(Dataset entries)
- Opening Delimiter -

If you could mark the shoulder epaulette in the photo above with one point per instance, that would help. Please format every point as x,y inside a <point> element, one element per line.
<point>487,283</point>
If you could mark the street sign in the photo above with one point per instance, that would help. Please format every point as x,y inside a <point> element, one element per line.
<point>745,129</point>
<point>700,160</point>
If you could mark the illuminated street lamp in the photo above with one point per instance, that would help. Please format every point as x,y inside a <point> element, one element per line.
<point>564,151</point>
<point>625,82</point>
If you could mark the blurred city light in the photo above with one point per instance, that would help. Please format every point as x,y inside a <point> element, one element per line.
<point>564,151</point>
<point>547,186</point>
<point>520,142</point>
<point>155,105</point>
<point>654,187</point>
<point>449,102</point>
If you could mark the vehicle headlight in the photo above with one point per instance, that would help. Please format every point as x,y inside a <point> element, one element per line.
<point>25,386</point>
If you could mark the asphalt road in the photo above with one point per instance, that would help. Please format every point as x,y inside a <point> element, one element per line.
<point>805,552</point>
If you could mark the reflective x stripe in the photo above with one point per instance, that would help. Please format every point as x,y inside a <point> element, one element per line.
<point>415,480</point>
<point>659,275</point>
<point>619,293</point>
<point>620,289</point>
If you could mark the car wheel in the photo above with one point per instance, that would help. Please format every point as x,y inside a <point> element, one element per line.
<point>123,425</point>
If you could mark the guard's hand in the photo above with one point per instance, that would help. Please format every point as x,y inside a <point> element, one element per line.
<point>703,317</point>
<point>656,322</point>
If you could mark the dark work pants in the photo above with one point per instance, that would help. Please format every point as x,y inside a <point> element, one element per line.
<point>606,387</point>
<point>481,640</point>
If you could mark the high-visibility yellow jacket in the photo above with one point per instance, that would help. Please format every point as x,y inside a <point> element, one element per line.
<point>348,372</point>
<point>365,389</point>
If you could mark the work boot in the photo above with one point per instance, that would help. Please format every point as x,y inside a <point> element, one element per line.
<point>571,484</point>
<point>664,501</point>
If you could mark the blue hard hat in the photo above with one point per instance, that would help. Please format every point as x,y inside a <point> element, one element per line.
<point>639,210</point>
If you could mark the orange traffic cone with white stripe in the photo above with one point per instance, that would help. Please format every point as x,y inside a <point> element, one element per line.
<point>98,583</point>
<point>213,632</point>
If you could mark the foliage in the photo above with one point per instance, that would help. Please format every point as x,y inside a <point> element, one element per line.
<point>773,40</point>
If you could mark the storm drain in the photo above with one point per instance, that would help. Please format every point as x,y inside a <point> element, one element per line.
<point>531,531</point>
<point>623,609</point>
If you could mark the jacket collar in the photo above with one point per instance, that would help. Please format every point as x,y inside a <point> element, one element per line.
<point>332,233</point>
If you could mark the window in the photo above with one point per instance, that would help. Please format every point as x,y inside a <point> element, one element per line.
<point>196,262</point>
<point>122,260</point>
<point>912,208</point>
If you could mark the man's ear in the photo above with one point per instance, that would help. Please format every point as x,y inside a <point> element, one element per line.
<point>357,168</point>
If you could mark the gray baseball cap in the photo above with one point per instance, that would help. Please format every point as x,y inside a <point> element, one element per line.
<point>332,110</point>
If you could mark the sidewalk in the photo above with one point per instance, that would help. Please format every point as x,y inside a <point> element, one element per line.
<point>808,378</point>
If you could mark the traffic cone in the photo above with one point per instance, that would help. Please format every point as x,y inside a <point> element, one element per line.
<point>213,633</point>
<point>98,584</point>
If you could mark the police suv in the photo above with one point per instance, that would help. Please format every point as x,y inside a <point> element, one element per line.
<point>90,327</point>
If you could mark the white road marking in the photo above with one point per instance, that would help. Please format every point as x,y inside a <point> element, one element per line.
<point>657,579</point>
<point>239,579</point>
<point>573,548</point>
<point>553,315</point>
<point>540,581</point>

- Closing Delimiter -

== EXERCISE DESCRIPTION ==
Please reproduce the data as it was given, with every line exact.

== OUTPUT FOR THIS TASK ==
If you could mark the shoulder epaulette in the photo above with one point per instance, that would help. Please format every point as x,y inside a <point> element, one element per line.
<point>487,283</point>
If you could mark the street sign in the photo above with one point per instance, that would help. Please format every point as x,y inside a <point> element, one element per line.
<point>745,129</point>
<point>700,160</point>
If you could mark the illuminated street lamp in the photo above with one point per instance, that would help. Please format every point as x,y inside a <point> element, one element per line.
<point>564,151</point>
<point>625,82</point>
If you could mark the blurred city light in the photo above with one point per instance, that would help. Please format every point as x,y inside a <point> element, one element per line.
<point>564,151</point>
<point>547,186</point>
<point>520,142</point>
<point>155,105</point>
<point>654,187</point>
<point>449,102</point>
If you could mark the vehicle headlight in the photo above with one point per instance, that would help. Please format every point as x,y inside a <point> element, one element per line.
<point>25,386</point>
If you could mark the asphalt road in the photo above with one point per instance, that would help. Please format every point as x,y inside a <point> element, one element per line.
<point>805,552</point>
If you could mark the reflective x stripe in the photo above with one point per instance, that would help. Please format every point as x,y inside a <point> element, one element per line.
<point>415,480</point>
<point>659,275</point>
<point>619,293</point>
<point>620,289</point>
If you could mark the car wheel in the photo above with one point per instance, that would help. Please format every point as x,y inside a <point> element, one element per line.
<point>123,425</point>
If you could mark the guard's hand in the photo above with one point per instance, that would help. Please format every point as x,y inside a <point> element, one element per line.
<point>703,317</point>
<point>656,322</point>
If you could mark the dark work pants in the photo above with one point per instance, that would help. Please format every point as x,y inside a <point> element, one element per line.
<point>606,387</point>
<point>481,640</point>
If you could mark the high-visibility yellow jacket in the photo above with one point per instance, that would help. Please format every point as x,y inside a <point> element, one element per line.
<point>348,372</point>
<point>365,389</point>
If you could mark the work boot in the photo above with one point per instance, that would help. Please format every point as x,y inside a <point> element, one element per line.
<point>571,484</point>
<point>664,501</point>
If you could mark the blue hard hat in the photo above with one point per instance, that would help. Please format every point as x,y inside a <point> element, one element per line.
<point>639,210</point>
If you could mark the orange traffic cone with white stripe in the photo above with one point per instance, that would help. Please format every point as x,y inside a <point> element, one element per line.
<point>98,583</point>
<point>213,632</point>
If you could mark the foliage in the photo above with one point per instance, that would help. Please format every point as x,y inside a <point> element, one element per line.
<point>773,40</point>
If you could mark the storm drain in the photo above with one point per instance, that would help. Please format every point as x,y inside a <point> element, one element per line.
<point>531,531</point>
<point>623,609</point>
If you could mark the jacket collar in the photo above with one point per instance, that would help. Please format every point as x,y inside a <point> element, one element per line.
<point>332,233</point>
If you could mark the window in the photo above with one point per instance, that would help. Please format every point as x,y inside a <point> element, one element per line.
<point>196,262</point>
<point>122,260</point>
<point>912,208</point>
If you could mark the man's ear in the photo above with one point per instance, that would help. Please format every point as x,y inside a <point> element, one element per line.
<point>357,168</point>
If you could mark the gray baseball cap in the photo above with one point per instance, that would help. Please format every point as x,y inside a <point> element, one element per line.
<point>332,110</point>
If you could mark the sidewalk in the photo above with one point per instance, that would help. Please format every point as x,y inside a <point> element, one element per line.
<point>808,378</point>
If you could mark the traffic cone in the photo above with one point per instance, that would help. Please format every point as x,y inside a <point> element, one element per line.
<point>213,633</point>
<point>98,584</point>
If you could mark the police suv in the photo above with one point per instance, that would help. Please format every point as x,y inside a <point> element, one element per line.
<point>90,327</point>
If you could mark the white road marking in the photo above with one point per instance, that would help. Please format every point as x,y inside a <point> element, one element per line.
<point>657,579</point>
<point>239,579</point>
<point>573,548</point>
<point>553,315</point>
<point>540,581</point>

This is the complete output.